PAGE EXTRACT:
* * * *

American Journal of Potato Research
- Discipline: Agriculture
- Language: English
- Edited by: Samuel Essah

Publication details
- Former names: Potato News Bulletin (1923–1926); American Potato Journal (1926–1998);
- History: 1980—present
- Publisher: Springer; Potato Association of America;
- Frequency: Bimonthly
- Impact factor: 1.8 (2024)

Standard abbreviations
- ISO 4: Am. J. Potato Res.

Indexing
- ISSN: 1099-209X

Links
- Journal homepage; Online access; Online archive;

= American Journal of Potato Research =

Scientific journal

American Journal of Potato Research is a peer-reviewed scientific journal published bimonthly by Springer Science+Business Media on behalf of the Potato Association of America. It covers developments in potato science, including biotechnology, disease and pest research and crop management. Its current editor-in-chief is Samuel Essah (Colorado State University).

The journal was established in 1923 under the name Potato News Bulletin, before being named to American Potato Journal in 1926. Since 1998, it has been published under its current title.

==Abstracting and indexing==
The journal is abstracted and indexed in:
- Biological Abstracts
- BIOSIS Previews
- Current Contents/Agriculture, Biology & Environmental Sciences
- Ei Compendex
- Inspec
- ProQuest databases
- Science Citation Index Expanded
- Scopus

According to the Journal Citation Reports, the journal has a 2024 impact factor of 1.8.

* * * *

DATASET CONTENT:
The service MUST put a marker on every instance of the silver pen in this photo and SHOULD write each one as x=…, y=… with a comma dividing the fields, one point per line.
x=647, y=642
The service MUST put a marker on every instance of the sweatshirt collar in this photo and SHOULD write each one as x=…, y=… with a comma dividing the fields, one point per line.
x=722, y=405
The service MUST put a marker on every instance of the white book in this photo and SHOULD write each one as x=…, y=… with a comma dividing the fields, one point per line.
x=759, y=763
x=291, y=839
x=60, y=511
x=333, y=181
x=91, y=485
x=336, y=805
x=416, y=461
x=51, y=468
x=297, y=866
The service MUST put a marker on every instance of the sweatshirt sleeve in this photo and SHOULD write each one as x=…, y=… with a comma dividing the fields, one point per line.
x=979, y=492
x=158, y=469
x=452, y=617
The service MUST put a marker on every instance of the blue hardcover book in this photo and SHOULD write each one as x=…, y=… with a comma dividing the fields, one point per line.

* * * *

INSTRUCTIONS:
1 – Reproduce word for word the part of the potato journal page from "Publication details" to "J. Potato Res.".
2 – Using the potato journal page, explain in one to three sentences why Potato News Bulletin and American Potato Journal are listed as former names.
The data have no connection to the page about the potato journal.

ANSWERS TO THIS EXERCISE:
1 –
Publication details
- Former names: Potato News Bulletin (1923–1926); American Potato Journal (1926–1998);
- History: 1980—present
- Publisher: Springer; Potato Association of America;
- Frequency: Bimonthly
- Impact factor: 1.8 (2024)

Standard abbreviations
- ISO 4: Am. J. Potato Res.

2 – The journal was established in 1923 as Potato News Bulletin and was renamed American Potato Journal in 1926. It has been published under its current title, American Journal of Potato Research, only since 1998.